STATED EXERCISE => Proceed with the forum thread on separated spouses who still share a house, taking it up from the point where it stops.

# Separated but Still in House



## MWF (May 21, 2021)

2 weeks ago my husband of 16 years (together 20), informed me that we he wanted us to separate (After many emotionally-charged conversations, countless tears, and some yelling and screaming). I felt pretty blindsided by this request, more so when it was revealed that he has been engaged in an affair for the past 2 months. 

Technically, we are separated. He has stopped wearing his ring, and h says we are married "on paper only." He is actively pursuing the other woman (who is separated from her husband). However, he is still in our house, saying we are now "roommates." It's been only 14 days since he told me all this (14 days to deal with this, after more than 7,000 days together), and I'm having a hard time wrapping my mind around all this. 

Rather than sleep in the guest room, he is still sleeping in our marriage bed when he's here. 

I have tried to convince him to move out, but he's not willing to do so. 

Has anyone dealt with the "suddenly roommates" scenario?


----------



## SunCMars (Feb 29, 2016)

I would move out and let him pay for it. 
It will relieve a lot of your stress.

Tell everyone, his family and yours.

Retain an attorney and file on him, immediately.

Are you employed?


----------



## Diana7 (Apr 19, 2016)

How completely cruel and disrespectful. You need to find a way to set boundaries. So if he dating someone else he must leave. Make sure he doesn't share your bed, you don't have to let him. 
If he refuses then you may need to leave yourself but the first thing you must do is get some legal advise. 
Go from there.


----------



## Trident (May 23, 2018)

Never move out of your home when a divorce is pending, Unless you are in physical danger in which case a restraining order is the way to go.


----------



## Marc878 (Aug 26, 2015)

Typical cheater. They’ll cake eat as long as you let them. I hope you aren’t dragging you feet on this.


----------



## MWF (May 21, 2021)

I am employed - I make considerably more money than he does. I work from home and my home office is inside our house. I am loathe to be the one who has to move out. I do have an atty, and am working on moving forward. We have not told any family members yet, but have told a few of our closest friends. I know if I leave he won't take care of our (large) dog, so that also gives me pause at the prospect of leaving.


----------



## GC1234 (Apr 15, 2020)

MWF said:


> Rather than sleep in the guest room, he is still sleeping in our marriage bed when he's here.

RAW RECORDS =>
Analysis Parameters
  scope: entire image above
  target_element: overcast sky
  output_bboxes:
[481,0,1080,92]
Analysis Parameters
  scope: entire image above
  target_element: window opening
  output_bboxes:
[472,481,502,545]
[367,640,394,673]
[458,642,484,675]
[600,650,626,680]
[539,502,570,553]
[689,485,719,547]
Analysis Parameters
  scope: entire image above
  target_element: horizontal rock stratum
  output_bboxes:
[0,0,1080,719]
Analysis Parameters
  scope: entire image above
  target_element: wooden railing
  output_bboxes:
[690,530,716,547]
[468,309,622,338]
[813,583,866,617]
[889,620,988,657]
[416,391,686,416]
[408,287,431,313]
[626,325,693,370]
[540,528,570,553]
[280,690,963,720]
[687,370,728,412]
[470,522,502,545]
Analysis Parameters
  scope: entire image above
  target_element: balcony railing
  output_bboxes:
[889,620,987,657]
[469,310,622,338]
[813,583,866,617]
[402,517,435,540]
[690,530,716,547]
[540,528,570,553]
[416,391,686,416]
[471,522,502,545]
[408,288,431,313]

RESULT OF THIS EXERCISE =>
He has some guts to do this. Does he expect you to sleep on the couch? Honestly, he should be sleeping on the couch, or move in with his new woman. Or rent an apartment. Why does he need to sleep in the bed? Are you in the bed too?

I also hope you're not cooking for him or doing his laundry. Do not make his life comfortable in any way.


----------



## Trident (May 23, 2018)

If you leave you will lose a significant negotiating edge in the divorce.


----------



## Diana7 (Apr 19, 2016)

MWF said:


> I am employed - I make considerably more money than he does. I work from home and my home office is inside our house. I am loathe to be the one who has to move out. I do have an atty, and am working on moving forward. We have not told any family members yet, but have told a few of our closest friends. I know if I leave he won't take care of our (large) dog, so that also gives me pause at the prospect of leaving.


Yes I can see that you can't leave for those reasons. 
What does the attorney advise?
As for your bedroom, put a lock on the door and move all his stuff into the other room. There is no way that you should be forced to share a bed with a man who is having an affair. 
Please tell both families as well.


----------



## MWF (May 21, 2021)

Diana7 said:


> Please tell both families as well.


Trying to find the right way to tell the families without really hurting THEM in the process. They are going to be destroyed by this, and our parents are older/in poor health. 

None of this is easy, is it? sigh.


----------



## Diana7 (Apr 19, 2016)

MWF said:


> Trying to find the right way to tell the families without really hurting THEM in the process. They are going to be destroyed by this, and our parents are older/in poor health.
> 
> None of this is easy, is it? sigh.


No it's horrible. He should be the one to tell his family really but I doubt he will. So many are affected by these selfish actions. 
Is he honestly hoping that he can just stay there for good while he goes after the OW?
Are there children?


----------



## MWF (May 21, 2021)

Diana7 said:


> No it's horrible. He should be the one to tell his family really but I doubt he will. So many are affected by these selfish actions.
> Is he honestly hoping that he can just stay there for good while he goes after the OW?
> Are there children?


No children (by both our choice). I have no clue what he wants. He told me wanted to separate just 14 days ago... found out about the affair 10 days ago. This is all fresh and hard to grasp. I know people often say they are blindsided by this, but I truly was.


----------



## Diana7 (Apr 19, 2016)

MWF said:


> No children (by both our choice). I have no clue what he wants. He told me wanted to separate just 14 days ago... found out about the affair 10 days ago. This is all fresh and hard to grasp. I know people often say they are blindsided by this, but I truly was.


He must realise that you won't just live this way? 
Just go along with what the lawyer says.


----------



## Trident (May 23, 2018)

Lawyers don’t always get it right.


----------



## hamadryad (Aug 30, 2020)

IN most cases a spouse can't be forced to leave unless there is provable violence, etc...I don't know why he isn't at least "living/sleeping" somewhere else in the house? That makes no sense...

If you make more of the money and there are no kids, then I would just leave(or course consult with an attorney first to make sure you don't inadvertently give up rights)..ask a friend to care for the dog until you can get settled in a new living situation...Then just move on with your life....Kids are the hard part in these scenarios...You don't have that to deal with so that is a huge relief..


----------



## Trident (May 23, 2018)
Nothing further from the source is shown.